> DATASET EXCERPTS

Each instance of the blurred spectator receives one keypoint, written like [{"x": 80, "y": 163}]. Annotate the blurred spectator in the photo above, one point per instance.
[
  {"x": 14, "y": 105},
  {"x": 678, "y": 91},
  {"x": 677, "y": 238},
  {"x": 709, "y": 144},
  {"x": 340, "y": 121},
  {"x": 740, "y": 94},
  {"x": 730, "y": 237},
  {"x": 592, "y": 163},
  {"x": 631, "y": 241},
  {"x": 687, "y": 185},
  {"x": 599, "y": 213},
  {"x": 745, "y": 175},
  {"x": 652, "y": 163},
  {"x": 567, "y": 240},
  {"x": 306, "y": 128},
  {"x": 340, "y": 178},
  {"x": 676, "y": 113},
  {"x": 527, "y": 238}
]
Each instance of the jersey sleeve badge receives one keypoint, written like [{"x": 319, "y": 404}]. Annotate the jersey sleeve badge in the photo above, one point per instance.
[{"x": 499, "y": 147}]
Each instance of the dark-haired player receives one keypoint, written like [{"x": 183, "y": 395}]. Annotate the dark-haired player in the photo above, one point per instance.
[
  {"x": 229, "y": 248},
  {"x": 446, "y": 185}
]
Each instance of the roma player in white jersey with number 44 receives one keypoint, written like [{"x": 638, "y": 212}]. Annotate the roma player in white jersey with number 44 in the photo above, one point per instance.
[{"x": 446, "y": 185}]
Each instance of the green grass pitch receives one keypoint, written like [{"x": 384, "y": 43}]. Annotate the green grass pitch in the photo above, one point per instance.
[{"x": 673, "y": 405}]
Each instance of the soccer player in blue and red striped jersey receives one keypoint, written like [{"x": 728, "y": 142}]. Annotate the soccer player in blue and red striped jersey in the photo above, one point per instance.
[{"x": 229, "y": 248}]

> TASK DESCRIPTION
Line by line, print the listing above exactly.

> ANSWER BELOW
Each instance of the blurred spectator receives one keypoint, written like [{"x": 80, "y": 163}]. Annotate the blurred spectator in the photo above, one point per instance.
[
  {"x": 14, "y": 105},
  {"x": 678, "y": 91},
  {"x": 677, "y": 238},
  {"x": 709, "y": 144},
  {"x": 340, "y": 121},
  {"x": 740, "y": 94},
  {"x": 730, "y": 237},
  {"x": 592, "y": 163},
  {"x": 631, "y": 241},
  {"x": 687, "y": 185},
  {"x": 599, "y": 213},
  {"x": 745, "y": 175},
  {"x": 652, "y": 163},
  {"x": 567, "y": 240},
  {"x": 306, "y": 128},
  {"x": 340, "y": 178},
  {"x": 676, "y": 113},
  {"x": 527, "y": 238}
]
Each instance of the jersey sleeve badge receives one keypoint, written like [{"x": 319, "y": 404}]. Annotate the jersey sleeve badge in the photo above, one point per instance.
[{"x": 499, "y": 147}]
Each instance of the dark-haired player receives one keypoint, written like [{"x": 183, "y": 395}]. Annotate the dark-haired player in the photo above, one point per instance.
[
  {"x": 229, "y": 248},
  {"x": 446, "y": 185}
]
Each instance of the roma player in white jersey with number 44 receives one keypoint, written like [{"x": 638, "y": 212}]. Annotate the roma player in white jersey with number 44 in the photo above, one point per instance.
[{"x": 446, "y": 185}]
Each instance of the green grass pitch receives one keypoint, written like [{"x": 384, "y": 43}]. Annotate the green grass pitch in the photo above, one point per instance.
[{"x": 673, "y": 405}]
Each instance of the soccer player in blue and red striped jersey receives one keypoint, written like [{"x": 728, "y": 142}]. Annotate the soccer player in blue and red striped jersey in the photo above, one point per instance.
[{"x": 229, "y": 248}]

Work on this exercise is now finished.